* **Entries shown**
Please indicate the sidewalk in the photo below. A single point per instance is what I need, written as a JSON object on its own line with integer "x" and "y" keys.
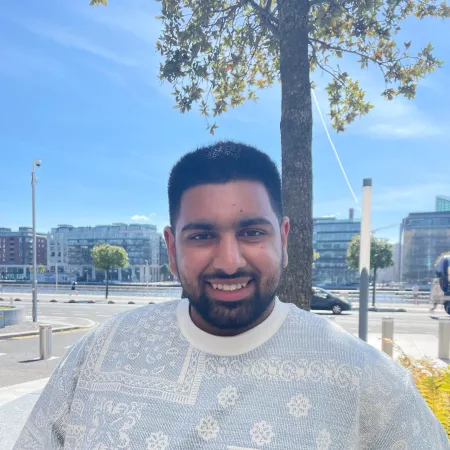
{"x": 16, "y": 402}
{"x": 30, "y": 328}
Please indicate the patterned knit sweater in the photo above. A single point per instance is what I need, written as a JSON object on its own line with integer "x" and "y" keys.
{"x": 149, "y": 379}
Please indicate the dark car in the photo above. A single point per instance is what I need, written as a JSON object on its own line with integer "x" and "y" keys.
{"x": 325, "y": 300}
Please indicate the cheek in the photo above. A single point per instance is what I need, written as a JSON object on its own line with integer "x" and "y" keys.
{"x": 265, "y": 257}
{"x": 193, "y": 261}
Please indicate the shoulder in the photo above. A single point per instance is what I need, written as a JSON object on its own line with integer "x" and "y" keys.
{"x": 130, "y": 324}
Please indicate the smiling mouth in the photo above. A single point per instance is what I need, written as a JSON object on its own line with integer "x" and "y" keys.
{"x": 229, "y": 287}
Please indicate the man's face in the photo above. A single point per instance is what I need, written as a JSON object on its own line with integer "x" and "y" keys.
{"x": 228, "y": 249}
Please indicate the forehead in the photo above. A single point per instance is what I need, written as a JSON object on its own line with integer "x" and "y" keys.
{"x": 224, "y": 203}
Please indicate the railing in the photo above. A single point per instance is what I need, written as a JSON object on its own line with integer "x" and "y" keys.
{"x": 396, "y": 297}
{"x": 113, "y": 289}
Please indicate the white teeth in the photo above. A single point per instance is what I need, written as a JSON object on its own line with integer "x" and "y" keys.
{"x": 229, "y": 287}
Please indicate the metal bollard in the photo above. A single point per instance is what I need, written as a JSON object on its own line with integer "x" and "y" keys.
{"x": 387, "y": 332}
{"x": 444, "y": 339}
{"x": 45, "y": 341}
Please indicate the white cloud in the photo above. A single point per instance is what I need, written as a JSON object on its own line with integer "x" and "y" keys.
{"x": 399, "y": 119}
{"x": 138, "y": 218}
{"x": 417, "y": 197}
{"x": 69, "y": 39}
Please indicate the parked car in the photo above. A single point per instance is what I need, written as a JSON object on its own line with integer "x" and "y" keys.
{"x": 325, "y": 300}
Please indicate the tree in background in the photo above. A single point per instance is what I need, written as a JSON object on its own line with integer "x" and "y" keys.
{"x": 316, "y": 256}
{"x": 218, "y": 53}
{"x": 106, "y": 257}
{"x": 381, "y": 257}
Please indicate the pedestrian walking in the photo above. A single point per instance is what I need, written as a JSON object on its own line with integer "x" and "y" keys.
{"x": 436, "y": 294}
{"x": 415, "y": 294}
{"x": 230, "y": 366}
{"x": 73, "y": 288}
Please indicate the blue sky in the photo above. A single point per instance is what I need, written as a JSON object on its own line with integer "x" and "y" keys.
{"x": 79, "y": 90}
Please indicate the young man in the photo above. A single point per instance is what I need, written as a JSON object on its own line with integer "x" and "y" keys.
{"x": 229, "y": 367}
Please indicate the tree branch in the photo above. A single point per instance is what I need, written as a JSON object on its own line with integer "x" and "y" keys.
{"x": 268, "y": 19}
{"x": 329, "y": 72}
{"x": 354, "y": 52}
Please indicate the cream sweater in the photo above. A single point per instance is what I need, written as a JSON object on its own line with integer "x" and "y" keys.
{"x": 149, "y": 379}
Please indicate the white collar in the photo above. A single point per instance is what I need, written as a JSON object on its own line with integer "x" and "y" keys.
{"x": 231, "y": 345}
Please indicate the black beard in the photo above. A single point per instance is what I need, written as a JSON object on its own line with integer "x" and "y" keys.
{"x": 232, "y": 315}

* **Aim of the task**
Starting with the line that contains "Please indicate the pedestrian", print each line through the last one in the listing. Include both end lines and add nothing.

* **Answer section**
Please indicate the pedestrian walking in the photo above. A single point per instance is what I need, written as a JSON object on its own line with integer "x" and "y" keys.
{"x": 436, "y": 294}
{"x": 415, "y": 294}
{"x": 230, "y": 366}
{"x": 73, "y": 288}
Please indicate the blue sky in the photo above. A single point per instance is what I need, written as a JSON object on its own line with integer "x" and "y" keys.
{"x": 79, "y": 90}
Please indicate the young man in the photo above. A single point per instance is what I need, written as a JSON object on its own line with integer "x" and "y" keys.
{"x": 229, "y": 367}
Please indicate the tree branch in the photo above. A single point per instance is what I need, written as a JSON object on its own line with integer "x" and "y" keys.
{"x": 268, "y": 19}
{"x": 329, "y": 72}
{"x": 354, "y": 52}
Please indicate the cream sweater in the photo above. A single point per instance is what I need, written as a JSON object on its own line with integer "x" and "y" keys.
{"x": 149, "y": 379}
Please indicate the white collar in the photo above. A single point per instance is what I need, written as a JSON object on its own line with integer "x" and "y" keys.
{"x": 231, "y": 345}
Please indicate the black beard in the photo above. A single point per instance is what I need, written as a JSON object on its own line with integer "x" and "y" keys.
{"x": 232, "y": 315}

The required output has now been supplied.